(INSTRUCTION): Express the rows below as a two-column CSV with the columns "text" and "answer", one line for each row. Put the row's text and its answer each in one quoted field, with line breaks turned into spaces.

+ + + + + + +

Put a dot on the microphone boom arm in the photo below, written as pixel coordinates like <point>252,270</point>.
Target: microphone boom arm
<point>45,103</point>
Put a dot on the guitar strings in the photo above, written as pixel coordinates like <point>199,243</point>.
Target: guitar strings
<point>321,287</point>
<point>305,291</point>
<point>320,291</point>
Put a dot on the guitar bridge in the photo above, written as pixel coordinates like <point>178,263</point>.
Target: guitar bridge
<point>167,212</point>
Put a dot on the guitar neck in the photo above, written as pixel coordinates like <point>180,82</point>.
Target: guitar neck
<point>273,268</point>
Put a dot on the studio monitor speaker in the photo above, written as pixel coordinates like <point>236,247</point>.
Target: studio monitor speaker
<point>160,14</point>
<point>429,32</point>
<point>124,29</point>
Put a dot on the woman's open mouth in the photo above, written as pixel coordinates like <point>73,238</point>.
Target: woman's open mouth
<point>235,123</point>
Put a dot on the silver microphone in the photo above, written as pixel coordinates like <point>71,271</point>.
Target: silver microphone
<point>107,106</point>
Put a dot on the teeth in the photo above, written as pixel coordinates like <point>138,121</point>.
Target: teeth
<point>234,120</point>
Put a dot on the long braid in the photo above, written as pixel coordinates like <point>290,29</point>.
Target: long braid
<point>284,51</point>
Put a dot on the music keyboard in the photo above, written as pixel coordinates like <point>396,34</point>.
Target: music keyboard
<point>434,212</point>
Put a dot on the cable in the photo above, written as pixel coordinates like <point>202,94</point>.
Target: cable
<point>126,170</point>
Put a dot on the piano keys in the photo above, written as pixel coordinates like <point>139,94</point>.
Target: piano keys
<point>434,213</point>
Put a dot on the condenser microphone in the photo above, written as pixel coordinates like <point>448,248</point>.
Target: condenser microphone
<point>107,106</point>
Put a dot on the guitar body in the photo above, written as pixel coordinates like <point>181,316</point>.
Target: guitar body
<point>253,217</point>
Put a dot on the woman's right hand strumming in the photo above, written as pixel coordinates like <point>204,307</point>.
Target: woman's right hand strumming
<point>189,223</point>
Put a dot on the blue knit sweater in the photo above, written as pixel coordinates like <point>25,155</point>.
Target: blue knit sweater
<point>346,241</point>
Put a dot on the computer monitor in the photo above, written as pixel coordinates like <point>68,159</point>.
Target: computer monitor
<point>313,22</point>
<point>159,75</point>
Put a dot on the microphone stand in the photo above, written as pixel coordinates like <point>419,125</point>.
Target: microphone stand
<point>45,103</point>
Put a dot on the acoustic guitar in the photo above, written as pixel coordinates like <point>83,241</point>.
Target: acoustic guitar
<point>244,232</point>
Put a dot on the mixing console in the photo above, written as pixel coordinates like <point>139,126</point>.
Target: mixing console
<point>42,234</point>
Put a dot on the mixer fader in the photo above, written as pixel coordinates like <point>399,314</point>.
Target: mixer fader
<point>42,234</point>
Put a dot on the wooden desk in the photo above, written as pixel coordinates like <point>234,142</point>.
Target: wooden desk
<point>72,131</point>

+ + + + + + +

(SOLUTION FOR THIS TASK):
text,answer
"Put a dot on the microphone boom arm in the photo below, written as pixel coordinates like <point>252,270</point>. Target: microphone boom arm","<point>45,103</point>"
"Put a dot on the guitar strings in the photo above, written as pixel coordinates like <point>199,243</point>. Target: guitar strings","<point>321,287</point> <point>305,291</point> <point>320,291</point>"
"Put a dot on the guitar bridge in the photo above, written as pixel coordinates like <point>178,263</point>. Target: guitar bridge","<point>167,212</point>"
"Put a dot on the guitar neck in the photo above, written as pixel coordinates like <point>180,82</point>. Target: guitar neck","<point>273,268</point>"
"Put a dot on the studio monitor speaker in the photo above, written as pixel coordinates like <point>236,247</point>. Target: studio monitor speaker","<point>160,14</point> <point>429,32</point> <point>124,29</point>"
"Put a dot on the woman's open mouth in the photo above, written as pixel coordinates like <point>73,238</point>. Target: woman's open mouth","<point>235,123</point>"
"Put a dot on the silver microphone in the photo above, written as pixel coordinates like <point>71,271</point>. Target: silver microphone","<point>107,106</point>"
"Put a dot on the teeth in the photo above, written as pixel coordinates like <point>138,121</point>. Target: teeth","<point>234,120</point>"
"Put a dot on the long braid in the photo above, written as pixel coordinates like <point>290,29</point>. Target: long braid","<point>284,51</point>"
"Put a dot on the music keyboard in the photo above, written as pixel coordinates like <point>396,34</point>. Target: music keyboard","<point>434,212</point>"
"Put a dot on the cable in the photo above, written as pixel coordinates like <point>202,94</point>. Target: cable","<point>126,170</point>"
"Put a dot on the piano keys in the photo above, written as pixel coordinates like <point>139,94</point>. Target: piano keys","<point>434,213</point>"
"Put a dot on the condenser microphone in the photo above, written as pixel coordinates like <point>448,248</point>. Target: condenser microphone","<point>107,106</point>"
"Put a dot on the guitar body in the photo above, written as pixel coordinates like <point>181,316</point>. Target: guitar body","<point>253,217</point>"
"Put a dot on the woman's right hand strumming in the photo above, written as pixel coordinates like <point>204,307</point>. Target: woman's right hand strumming","<point>189,223</point>"
"Put a dot on the blue knit sweater in the photo above, written as pixel coordinates like <point>25,155</point>. Target: blue knit sweater","<point>346,241</point>"
"Put a dot on the computer monitor in the photo above, written as pixel coordinates like <point>68,159</point>. Target: computer monitor","<point>313,22</point> <point>159,75</point>"
"Put a dot on the microphone stand in the photo above, written as pixel coordinates like <point>419,125</point>. Target: microphone stand","<point>45,103</point>"
"Put a dot on the acoustic guitar in the photo above, written as pixel coordinates like <point>83,241</point>. Target: acoustic guitar","<point>244,232</point>"
"Put a dot on the mixing console in the photo above, written as pixel coordinates like <point>139,126</point>. Target: mixing console","<point>42,234</point>"
"Put a dot on the mixer fader in the photo above, written as pixel coordinates like <point>399,314</point>. Target: mixer fader","<point>42,234</point>"
"Put a dot on the wooden desk in the photo above, written as pixel coordinates like <point>234,142</point>. Target: wooden desk","<point>72,131</point>"